## PROVIDED TEXT
------------------------

The character of "Bubbles", played by Andre Royo, was largely based on a real Baltimore drug addict and police informant who went by that name. The real Bubbles, who would slur his speech much more than the fictional character, first started working with the cops near the early 1960's after being arrested for a burglary. He spent the next few decades as an informant, leading to the arrest of several hundred felons and getting paid at least $50 for each one caught. His photographic memory and ability to blend into the scene made him one of the best in the city. Eventually he would start using the hat method portrayed on the series, where he acted as if he was selling hats and would place one of a certain color on the head of those the police should arrest.
Many of the minor characters are played by real-life police officers, politicians and former criminals. In fact, many of the former criminals who act on the show were previously arrested by the real-life cops who act on the show.
According to Michael Kenneth Williams, he secretly struggled with a cocaine addiction during the third season. He never missed a day of work nor was he ever late. He also suffered with an identity crisis due to his popularity as Omar.

------------------------

## WHAT TO WORK ON
#1 In the cast trivia, what made the real Bubbles one of the best informants in the city? Answer in one to three sentences.
#2 Answer these questions from the cast trivia:
(a) Who plays Bubbles?
(b) How much was the real Bubbles paid for each felon caught?
(c) During which season did Michael Kenneth Williams secretly struggle with a cocaine addiction?
#3 Go on with the cast trivia from the point where it stops.
The data that follow are separate material from the cast trivia above.

## DATA

------------------------

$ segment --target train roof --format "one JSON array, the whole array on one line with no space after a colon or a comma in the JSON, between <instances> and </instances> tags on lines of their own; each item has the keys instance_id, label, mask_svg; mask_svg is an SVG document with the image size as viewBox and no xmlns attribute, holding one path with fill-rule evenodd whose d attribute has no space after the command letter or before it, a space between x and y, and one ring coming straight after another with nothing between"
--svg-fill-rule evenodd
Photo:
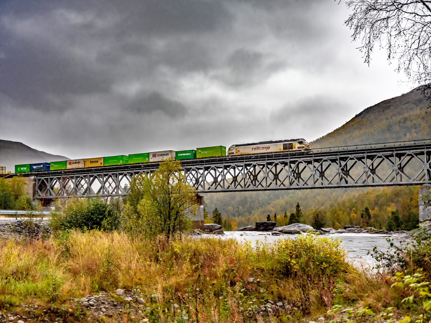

------------------------

## ANSWERS TO EACH TASK
#1 His photographic memory and his ability to blend into the scene made him one of the best informants in the city.

#2
(a) Andre Royo
(b) At least $50
(c) The third season

#3
When Dominic West first auditioned on videotape from his London home, he tried to have his girlfriend read the lines for the other characters in the scene. But her English accent kept throwing him off and he kept laughing. So West performed the scene himself by leaving pauses where the other character's lines were supposed to be. West admits to imitating Robert De Niro for his audition. At first, the producers found the audition tape "weird" and "comic" but they reconsidered when they concentrated on West's performance. When West was offered the role, he became reluctant because the contract was for five seasons. But his agent convinced him that the show would not last more than one. It ended up lasting five seasons.
According to Sonja Sohn, during the first season she had much trouble remembering her lines causing numerous delays. She says it was due to childhood trauma of growing up in a ghetto and witnessing police brutality. Because of this she was uncomfortable in the neighborhood while filming took place and had issues with portraying a police officer.
Tray Chaney originally auditioned to play the character of Wee-Bey Brice but the producers felt he was too short. They were so impressed with his audition that they created the character of Poot for him to play.
In season four Dominic West, the ostensible star of the series, requested a reduced role so that he could spend more time with his family in London. On the show it was explained that Jimmy McNulty had taken a patrol job which required less strenuous work.
The writers/producers briefly considered doing a sixth season about the influx of Latinos into Baltimore. But none of them knew enough about Baltimore's Latino population to write about it so the idea was dropped.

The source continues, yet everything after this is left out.